# [DOCUMENT SECTION]
* * * * * * * * *
Analysis and Decision
[151] The Court has
scrutinized not only the evidence given by all of the witnesses
in this case but has also scrutinized the manner in which the
evidence was given. Often times what a witness says is not so
important as the way in which the witness gives the testimony. In
this case there can be no doubt that all of the witnesses other
than Bud Stewart, obviously preferred the position of the
Appellant to that of Mr. Stewart. This was clear from the way in
which they gave their testimony, the way in which they responded
to questions, as well as the reluctance on the part of some
witnesses to testify as forthrightly as they might have and in
their reluctance to admit facts which might have corroborated the
position taken by Bud Stewart.
[152] However, the Court
is satisfied that in spite of this preference, no witness
deliberately attempted to mislead the Court nor did any witness
deliberately testify to something which was apparently false.
* * * * * * * * *
Collection entries
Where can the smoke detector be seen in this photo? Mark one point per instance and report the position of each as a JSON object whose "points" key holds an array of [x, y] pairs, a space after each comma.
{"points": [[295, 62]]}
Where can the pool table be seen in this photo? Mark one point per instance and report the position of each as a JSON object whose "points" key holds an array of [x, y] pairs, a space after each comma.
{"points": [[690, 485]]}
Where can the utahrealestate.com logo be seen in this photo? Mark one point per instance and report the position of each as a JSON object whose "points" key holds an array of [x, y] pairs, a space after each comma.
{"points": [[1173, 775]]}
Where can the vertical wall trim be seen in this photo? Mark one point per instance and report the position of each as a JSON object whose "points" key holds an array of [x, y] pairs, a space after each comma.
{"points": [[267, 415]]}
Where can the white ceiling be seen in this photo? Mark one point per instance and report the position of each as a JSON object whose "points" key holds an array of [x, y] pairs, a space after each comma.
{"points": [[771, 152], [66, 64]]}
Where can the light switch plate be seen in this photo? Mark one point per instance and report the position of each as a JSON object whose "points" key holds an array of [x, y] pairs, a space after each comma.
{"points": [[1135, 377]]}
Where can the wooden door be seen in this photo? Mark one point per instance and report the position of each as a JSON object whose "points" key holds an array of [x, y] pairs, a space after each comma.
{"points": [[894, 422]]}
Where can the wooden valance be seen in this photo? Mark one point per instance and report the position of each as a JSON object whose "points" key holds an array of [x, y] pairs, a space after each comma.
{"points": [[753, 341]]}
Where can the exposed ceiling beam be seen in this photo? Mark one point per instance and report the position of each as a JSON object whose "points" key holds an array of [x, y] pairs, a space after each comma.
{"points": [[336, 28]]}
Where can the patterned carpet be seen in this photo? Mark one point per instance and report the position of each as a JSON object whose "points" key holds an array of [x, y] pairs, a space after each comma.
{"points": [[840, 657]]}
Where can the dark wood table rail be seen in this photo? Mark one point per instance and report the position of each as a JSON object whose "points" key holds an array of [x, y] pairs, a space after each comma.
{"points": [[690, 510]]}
* * * * * * * * *
# [SET PROBLEM]
Can you write the next part of the court's analysis of witness testimony, picking up after its last sentence? The records have no role in any of this.

# [RESULT OF THE EXERCISE]
That is not to say that there were not discrepancies in the
testimony as given by Bud Stewart and the testimony given by
the other witnesses. However, by and large, these discrepancies
were not major and the Court is satisfied that nothing of major
importance was affected to any extent by these discrepancies.
[153] Counsel for the
Appellant took the position that the Court should not believe the
evidence of Mr. Stewart because it "was not candid or
truthful and that he had a selective memory". Further, he
asked, "why did Mr. Stewart not ask the accountant why
particulars of the GST were not included in the financial
statements? How could the Appellant and the other shareholders
know about the outstanding GST when it was not specifically set
out in the financial statement"? He further questioned Mr.
Stewart's testimony with respect to the availability of the
financial statements at the various meetings.
[154] The only matter
which gave the Court some concern was the fact that there was no
real explanation as to why the outstanding GST was not
specifically set out in the financial statements. One would have
thought that a professional accountant preparing the statements
would have segregated such amounts from other parts of the
statements and that any clear reading of the statements would
show the outstanding GST amounts. That fact has given this Court
some concern and has required the Court to look to other areas of
the evidence so that in considering the evidence cumulatively
this apparent anomaly may be resolved.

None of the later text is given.